■ **Required tasks**
a – Answer these questions using the passage on Henry Folland:
(i) In what year did he get the job of book-keeper and cashier at the Raven Works?
(ii) With which company did the Grovesend team merge in 1923?
(iii) What was the name of the family's first home?
b – Resume the passage on Henry Folland, picking up right after its final sentence.

■ **Passage for review**
§ §

Thanks to the kindly interest of a schoolmaster at Waunarlwydd he was given training in shorthand and typing and became a clerk, working initially as office boy at the ‘Cambria Daily Leader’, a Swansea newspaper, then with Messrs. Leach, Flower and Co, tinplate manufacturers of the Melyn Works at Neath. In 1903 he got the job of book-keeper and cashier at the Raven Works in Glanamman, where he worked his way up to become manager within two years, and was appointed Director the following year. In 1907 he was appointed a Director of the Grovesend Steel and Tinplate Company at Gorseinon, which was a much bigger concern, and the following year he became its Managing Director. When William Lockett Agnew died in 1918, Folland became Chairman of the company as well.
What marked Henry Folland out was his ability with figures and his managerial skills. He was said to be a brilliant mathematician and a first class organizer with a penetrative insight into the thinking of his employees. He forged an astute commercial and strong personal relationship with William Firth, another Director of the Grovesend Company, forming an aggressive and successful team, which was to merge with Richard Thomas and Co in 1923 to form the biggest tinplate company in Europe.
In 1906 he married Leah Norah (Lily) Thomas (1874-1957), a schoolteacher from Penclawdd, daughter of the Rev. John Thomas. They had two children, Pattie Eugenie (b. 1906) and Dudley Crofton (b. 1912). The first family home was Frondeg in Glanamman, and then in the early 1920s they moved to a more substantial property, Llwyn Derw at Blackpill, Swansea.

§ §

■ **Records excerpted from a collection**
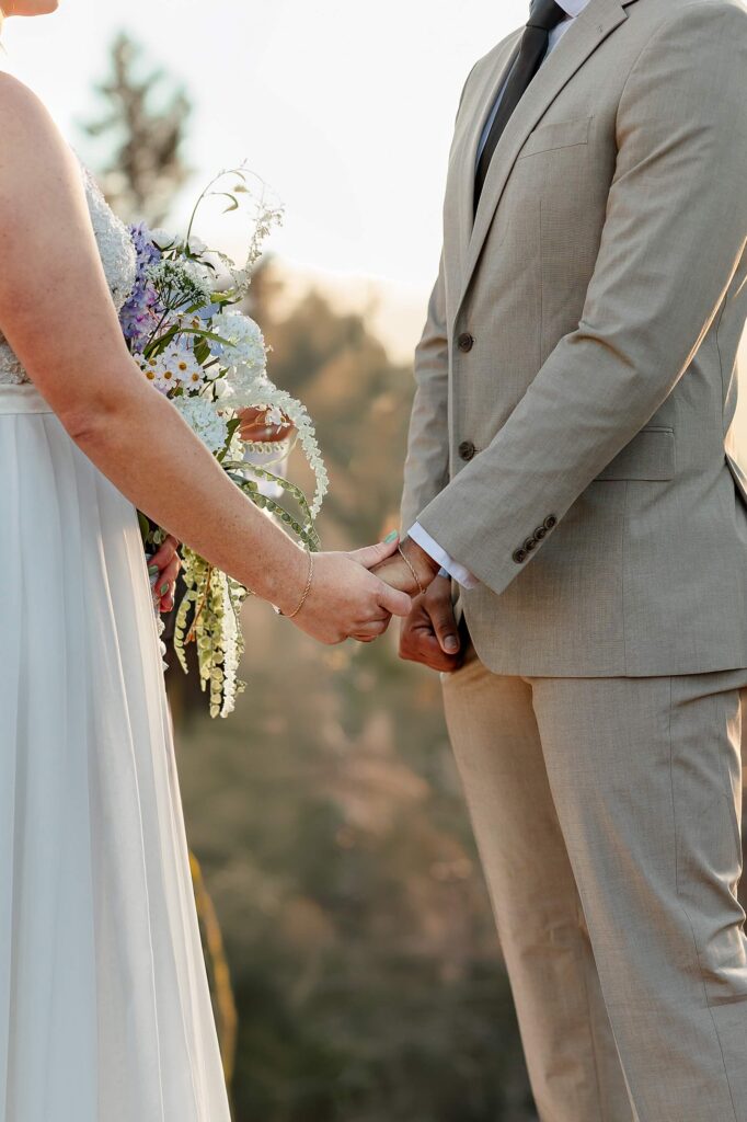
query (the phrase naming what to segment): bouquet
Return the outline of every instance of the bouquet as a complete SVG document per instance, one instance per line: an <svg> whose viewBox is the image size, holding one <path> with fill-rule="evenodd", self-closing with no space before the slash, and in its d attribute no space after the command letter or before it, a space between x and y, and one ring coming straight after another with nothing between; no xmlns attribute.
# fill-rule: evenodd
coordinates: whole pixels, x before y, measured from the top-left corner
<svg viewBox="0 0 747 1122"><path fill-rule="evenodd" d="M193 234L200 206L211 196L228 200L224 212L239 211L242 203L251 211L253 232L242 267ZM168 397L237 487L311 551L319 548L314 519L328 486L314 427L303 405L269 380L261 329L237 306L247 295L262 242L282 218L279 208L250 191L242 166L221 172L205 187L184 237L144 223L131 227L137 279L120 320L144 377ZM258 411L266 425L290 424L292 438L280 448L247 440L240 416L246 408ZM269 470L285 461L296 441L315 476L311 502ZM255 456L261 466L252 462L252 453L262 453ZM268 459L271 453L274 460ZM274 495L287 497L293 513ZM148 552L166 539L166 531L142 514L140 527ZM185 649L195 644L211 716L227 717L245 689L237 671L245 650L241 606L249 590L187 546L181 546L179 555L186 591L176 608L176 655L186 672Z"/></svg>

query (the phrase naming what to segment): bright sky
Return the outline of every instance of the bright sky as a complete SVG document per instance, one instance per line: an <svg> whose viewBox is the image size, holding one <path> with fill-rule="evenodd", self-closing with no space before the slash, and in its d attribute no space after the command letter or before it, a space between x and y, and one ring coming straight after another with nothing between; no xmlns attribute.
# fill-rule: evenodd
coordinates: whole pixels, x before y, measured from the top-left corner
<svg viewBox="0 0 747 1122"><path fill-rule="evenodd" d="M415 341L440 252L459 95L472 64L525 21L528 0L62 0L10 19L4 65L85 156L76 122L122 28L195 103L190 194L247 157L287 208L271 248L356 300L380 289L379 325ZM182 209L186 205L183 201Z"/></svg>

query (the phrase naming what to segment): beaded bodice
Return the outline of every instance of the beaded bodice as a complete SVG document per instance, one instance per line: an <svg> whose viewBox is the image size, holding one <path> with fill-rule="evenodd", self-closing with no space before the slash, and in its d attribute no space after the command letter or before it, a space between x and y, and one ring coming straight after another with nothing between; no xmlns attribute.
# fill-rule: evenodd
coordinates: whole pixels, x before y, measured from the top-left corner
<svg viewBox="0 0 747 1122"><path fill-rule="evenodd" d="M109 291L119 311L135 284L135 247L126 227L107 204L93 176L85 168L82 174ZM19 385L28 380L28 375L0 333L0 385Z"/></svg>

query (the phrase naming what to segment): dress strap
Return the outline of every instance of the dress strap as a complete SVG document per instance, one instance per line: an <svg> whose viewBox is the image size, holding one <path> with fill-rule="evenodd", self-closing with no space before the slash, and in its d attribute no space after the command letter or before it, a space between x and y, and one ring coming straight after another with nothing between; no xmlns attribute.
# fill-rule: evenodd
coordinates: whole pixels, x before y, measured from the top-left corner
<svg viewBox="0 0 747 1122"><path fill-rule="evenodd" d="M29 383L20 386L0 386L0 416L53 412L36 386Z"/></svg>

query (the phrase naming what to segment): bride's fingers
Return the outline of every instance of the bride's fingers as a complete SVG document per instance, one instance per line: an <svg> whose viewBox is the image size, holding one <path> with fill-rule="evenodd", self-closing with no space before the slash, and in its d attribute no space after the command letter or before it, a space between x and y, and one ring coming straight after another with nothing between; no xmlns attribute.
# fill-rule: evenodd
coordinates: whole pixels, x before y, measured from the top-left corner
<svg viewBox="0 0 747 1122"><path fill-rule="evenodd" d="M163 569L156 578L155 596L162 611L170 611L174 607L174 589L179 574L182 562L175 554L172 561Z"/></svg>
<svg viewBox="0 0 747 1122"><path fill-rule="evenodd" d="M363 569L374 569L375 565L381 564L387 558L393 557L399 549L399 534L394 533L384 542L378 542L376 545L366 545L362 550L353 550L348 554L351 561L356 561L358 564L362 564Z"/></svg>
<svg viewBox="0 0 747 1122"><path fill-rule="evenodd" d="M390 588L384 581L379 581L379 607L384 608L391 616L408 616L413 601L407 592L399 592L396 588Z"/></svg>
<svg viewBox="0 0 747 1122"><path fill-rule="evenodd" d="M368 623L357 624L356 631L350 637L357 638L360 643L366 640L378 638L385 634L390 623L391 616L385 616L381 619L370 619Z"/></svg>
<svg viewBox="0 0 747 1122"><path fill-rule="evenodd" d="M178 541L176 540L176 537L174 537L173 534L169 534L166 541L159 548L158 552L154 553L154 555L150 558L148 564L150 565L150 568L157 567L158 571L160 572L163 569L166 568L167 564L170 564L170 562L174 560L174 555L178 550L178 548L179 548Z"/></svg>

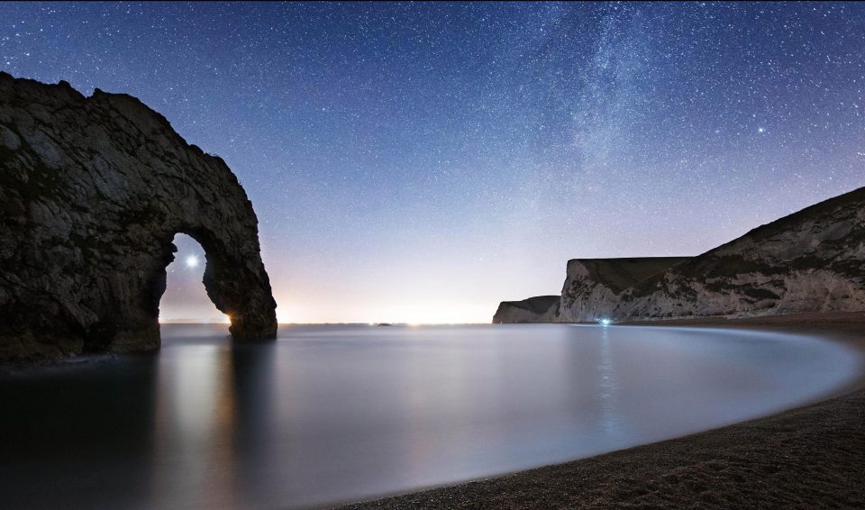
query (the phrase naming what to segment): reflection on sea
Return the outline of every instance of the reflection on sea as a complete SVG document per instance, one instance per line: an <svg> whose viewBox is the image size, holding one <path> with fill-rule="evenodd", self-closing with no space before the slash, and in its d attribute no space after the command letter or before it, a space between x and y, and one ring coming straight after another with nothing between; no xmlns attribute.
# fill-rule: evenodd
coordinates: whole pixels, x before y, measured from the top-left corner
<svg viewBox="0 0 865 510"><path fill-rule="evenodd" d="M586 457L832 391L789 335L569 325L289 326L0 377L12 508L320 505Z"/></svg>

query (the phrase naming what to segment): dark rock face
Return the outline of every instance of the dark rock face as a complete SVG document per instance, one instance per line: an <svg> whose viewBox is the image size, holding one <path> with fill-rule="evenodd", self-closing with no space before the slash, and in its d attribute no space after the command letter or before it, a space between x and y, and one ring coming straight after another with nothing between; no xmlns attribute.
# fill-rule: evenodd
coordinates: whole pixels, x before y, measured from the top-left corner
<svg viewBox="0 0 865 510"><path fill-rule="evenodd" d="M865 311L865 187L673 266L623 293L626 319Z"/></svg>
<svg viewBox="0 0 865 510"><path fill-rule="evenodd" d="M178 232L233 338L274 338L258 220L221 159L130 96L0 73L0 360L158 348Z"/></svg>
<svg viewBox="0 0 865 510"><path fill-rule="evenodd" d="M493 323L555 323L559 321L559 302L558 296L502 301L493 316Z"/></svg>
<svg viewBox="0 0 865 510"><path fill-rule="evenodd" d="M697 257L569 260L549 322L862 311L865 187Z"/></svg>

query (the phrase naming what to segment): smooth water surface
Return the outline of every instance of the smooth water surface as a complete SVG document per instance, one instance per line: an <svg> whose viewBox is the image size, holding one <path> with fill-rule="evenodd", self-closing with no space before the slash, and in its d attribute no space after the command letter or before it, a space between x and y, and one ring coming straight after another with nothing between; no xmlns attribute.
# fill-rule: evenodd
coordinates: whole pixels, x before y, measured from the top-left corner
<svg viewBox="0 0 865 510"><path fill-rule="evenodd" d="M587 457L850 381L835 343L695 328L164 325L159 354L0 378L23 507L294 507Z"/></svg>

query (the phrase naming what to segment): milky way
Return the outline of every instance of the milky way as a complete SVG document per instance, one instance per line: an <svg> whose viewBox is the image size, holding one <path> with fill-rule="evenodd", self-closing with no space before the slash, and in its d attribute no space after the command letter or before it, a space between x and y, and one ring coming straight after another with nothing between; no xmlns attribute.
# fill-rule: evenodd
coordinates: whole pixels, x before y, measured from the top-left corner
<svg viewBox="0 0 865 510"><path fill-rule="evenodd" d="M488 322L865 185L865 5L8 4L0 68L223 157L278 312ZM216 314L178 240L163 314Z"/></svg>

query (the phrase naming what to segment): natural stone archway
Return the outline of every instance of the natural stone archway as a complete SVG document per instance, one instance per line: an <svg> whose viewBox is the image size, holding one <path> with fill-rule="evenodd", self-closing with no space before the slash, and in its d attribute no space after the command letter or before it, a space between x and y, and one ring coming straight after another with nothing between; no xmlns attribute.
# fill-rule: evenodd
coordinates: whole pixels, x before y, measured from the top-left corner
<svg viewBox="0 0 865 510"><path fill-rule="evenodd" d="M130 96L0 73L0 359L159 347L178 232L233 338L274 338L258 219L221 159Z"/></svg>

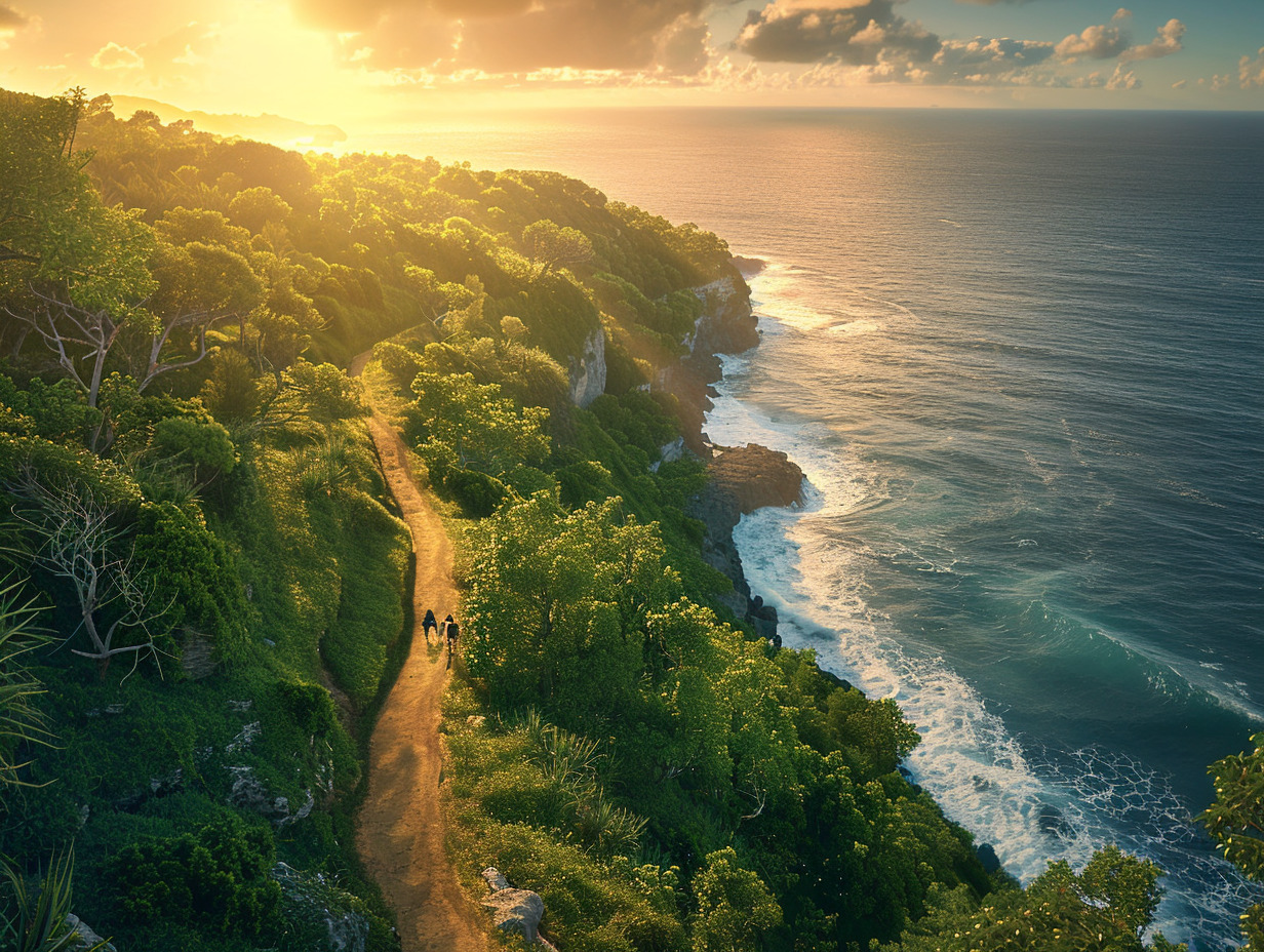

§ §

■ **Per-task outputs**
a –
(i) 1903
(ii) Richard Thomas and Co
(iii) Frondeg, in Glanamman

b –
Henry Folland was very active in public life and held many offices, including Justice of the Peace, High Sheriff of Carmarthenshire, second President of University College Swansea, Vice President of the National Eisteddfod of Wales, and Chairman of the South Wales district of the Federation of British Industry. He and his wife were prominent members of Mount Pleasant Baptist Chapel in Swansea. Lily Folland also did much public and philanthropic work, serving as JP and standing as Liberal candidate for the Gower constituency in 1923. She was awarded the CBE for political and public services in south Wales in 1939.
Henry Folland died from heart failure on 24 March 1926 whilst on holiday in Egypt. He is buried in Oystermouth Cemetery, Swansea.
Frondeg was gifted by Mrs Folland in accordance with her late husband's wishes to the community of Glanamman, becoming the Amman Valley Cottage Hospital in 1935. The road on which it stood, Horney Road, was renamed Folland Road by the local Council in 1936. The house at Llwyn Derw was a Red Cross Hospital during the Second World War, and in 1947 became an annex of Swansea General Hospital.